--- Document segment ---
This month, Facebook started warning users who interact with what it deems to be coronavirus “misinformation” and sending them articles from its preferred source of truth – the World Health Organization (WHO).
As with any program that attempts to prescribe the truth, the problems quickly became apparent.
First, the WHO has been embroiled in controversy for spreading China’s propaganda about the coronavirus and this has made many Facebook users skeptical of its ability to act as an effective arbiter of truth.
Second, the Facebook fact-checkers who decide when a piece of content is coronavirus misinformation were recently discredited and accused of bias.
But despite these glaring issues, House Intelligence Chair Adam Schiff is now asking the CEOs of Google, YouTube, and Twitter to implement similar measures.
Schiff sent letters to Google CEO Sundar Pichai, YouTube CEO Susan Wojcicki, and Twitter CEO Jack Dorsey this week and urged them to start implementing measures that proactively warn users when they interact with coronavirus misinformation and direct these users to “authoritative, medically accurate resources.”
Schiff’s letters come as social media companies are placing increasingly far-reaching and vague restrictions on what users are allowed to say about the coronavirus.
YouTube recently introduced a complete ban on anything that goes against the WHO.
Meanwhile, Twitter has banned content that “could” lead to social unrest and YouTube has also banned videos that “might” encourage people to ignore stay at home advice.
Additionally, YouTube has expanded the scope of its strict coronavirus rules beyond just video content and is even cracking down on comments that it deems to contain coronavirus misinformation.

--- Data excerpt ---
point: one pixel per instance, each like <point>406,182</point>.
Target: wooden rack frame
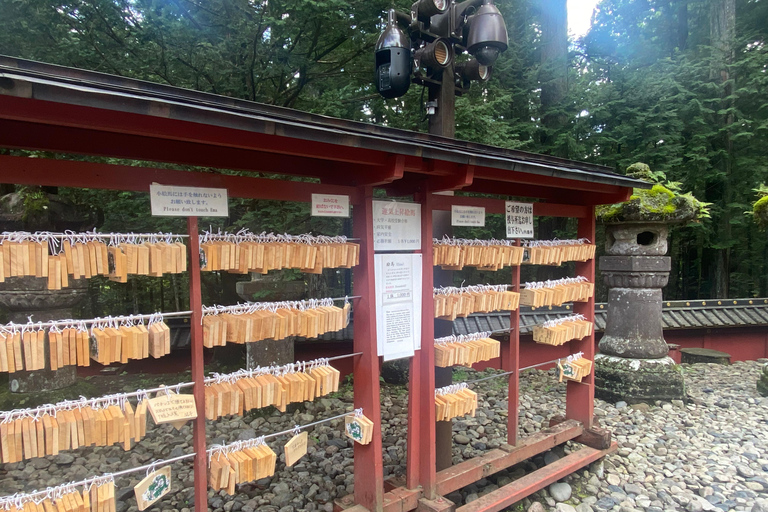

--- Activity ---
Write out again word for word the part of the article about the coronavirus misinformation warnings, everything from "Schiff’s letters come" down to "about the coronavirus.". Use only the article about the coronavirus misinformation warnings.

--- Result of the exercise ---
Schiff’s letters come as social media companies are placing increasingly far-reaching and vague restrictions on what users are allowed to say about the coronavirus.